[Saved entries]
★ ★ ★

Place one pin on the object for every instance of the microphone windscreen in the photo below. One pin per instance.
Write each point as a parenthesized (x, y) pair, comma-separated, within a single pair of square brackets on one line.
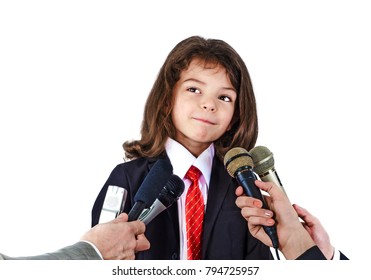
[(263, 159), (171, 191), (237, 158), (154, 182)]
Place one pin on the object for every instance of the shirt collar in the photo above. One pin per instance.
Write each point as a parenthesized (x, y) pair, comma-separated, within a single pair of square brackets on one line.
[(181, 159)]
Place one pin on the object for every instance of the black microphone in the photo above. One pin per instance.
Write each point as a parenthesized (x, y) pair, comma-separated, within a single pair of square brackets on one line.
[(239, 164), (151, 187), (264, 165), (168, 195)]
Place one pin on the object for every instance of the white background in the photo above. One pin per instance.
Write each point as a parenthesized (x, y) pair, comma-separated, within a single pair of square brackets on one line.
[(74, 76)]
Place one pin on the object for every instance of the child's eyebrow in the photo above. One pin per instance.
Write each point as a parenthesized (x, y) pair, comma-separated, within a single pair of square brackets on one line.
[(203, 83)]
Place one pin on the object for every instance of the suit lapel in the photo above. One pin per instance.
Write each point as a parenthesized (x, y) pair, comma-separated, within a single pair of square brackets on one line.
[(219, 183)]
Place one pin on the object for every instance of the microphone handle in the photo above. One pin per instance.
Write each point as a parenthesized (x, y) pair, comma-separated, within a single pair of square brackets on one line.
[(246, 179), (149, 214), (135, 212)]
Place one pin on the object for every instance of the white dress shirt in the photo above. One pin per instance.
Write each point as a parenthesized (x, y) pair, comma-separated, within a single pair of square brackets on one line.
[(181, 160)]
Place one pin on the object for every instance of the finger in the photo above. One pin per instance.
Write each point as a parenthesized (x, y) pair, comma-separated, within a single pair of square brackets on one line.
[(142, 243), (260, 221), (270, 188), (304, 214), (246, 201), (248, 212), (239, 191), (139, 227), (123, 217)]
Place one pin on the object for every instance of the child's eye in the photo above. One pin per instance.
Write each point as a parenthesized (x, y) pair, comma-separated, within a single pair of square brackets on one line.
[(193, 89), (225, 98)]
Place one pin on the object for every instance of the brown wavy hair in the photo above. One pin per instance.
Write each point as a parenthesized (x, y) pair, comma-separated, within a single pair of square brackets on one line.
[(157, 124)]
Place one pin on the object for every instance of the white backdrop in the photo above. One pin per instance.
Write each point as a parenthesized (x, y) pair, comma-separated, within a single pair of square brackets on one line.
[(74, 76)]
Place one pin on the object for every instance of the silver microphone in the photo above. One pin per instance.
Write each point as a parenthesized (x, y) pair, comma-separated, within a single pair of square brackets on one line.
[(264, 165), (113, 204)]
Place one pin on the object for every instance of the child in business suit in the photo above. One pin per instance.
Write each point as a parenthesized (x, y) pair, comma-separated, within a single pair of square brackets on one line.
[(201, 105)]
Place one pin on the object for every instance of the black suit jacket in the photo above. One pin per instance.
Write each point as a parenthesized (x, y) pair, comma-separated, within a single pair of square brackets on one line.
[(225, 232)]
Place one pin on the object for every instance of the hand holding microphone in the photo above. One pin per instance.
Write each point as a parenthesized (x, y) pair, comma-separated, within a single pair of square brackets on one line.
[(239, 164)]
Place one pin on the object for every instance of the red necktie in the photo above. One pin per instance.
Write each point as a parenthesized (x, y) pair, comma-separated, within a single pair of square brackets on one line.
[(194, 214)]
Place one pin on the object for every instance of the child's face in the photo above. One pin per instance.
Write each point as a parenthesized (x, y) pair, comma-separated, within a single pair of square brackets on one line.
[(204, 102)]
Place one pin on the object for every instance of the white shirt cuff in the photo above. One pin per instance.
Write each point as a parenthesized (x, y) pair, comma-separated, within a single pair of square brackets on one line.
[(336, 256), (99, 253)]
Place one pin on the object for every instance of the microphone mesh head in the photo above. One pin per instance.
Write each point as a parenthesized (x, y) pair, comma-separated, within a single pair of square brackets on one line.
[(237, 158), (175, 186), (263, 159)]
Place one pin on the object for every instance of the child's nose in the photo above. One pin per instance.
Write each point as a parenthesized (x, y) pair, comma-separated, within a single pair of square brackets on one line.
[(209, 105)]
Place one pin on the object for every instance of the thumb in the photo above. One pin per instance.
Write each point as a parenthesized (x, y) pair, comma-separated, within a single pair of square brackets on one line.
[(123, 217)]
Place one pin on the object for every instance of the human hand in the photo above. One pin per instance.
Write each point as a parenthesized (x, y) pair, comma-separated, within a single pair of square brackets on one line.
[(293, 238), (118, 239), (316, 231)]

★ ★ ★

▶ **WHAT IS BEING ASKED**:
In the lines above, find the word "child" and copy every line it occurs in.

▶ **TASK OUTPUT**:
Place one pin on the object for every instance of the child's eyebrow in the photo above. One pin per instance.
Place one pin on the object for every instance of the child's eye in the photo above. One pin per instance.
Place one pin on the object for every instance of the child in business suit in the photo above. One pin per instance.
Place one pin on the object for every instance of the child's face in the photo above. One pin per instance.
Place one pin on the object for every instance of the child's nose in the photo above. One pin per instance.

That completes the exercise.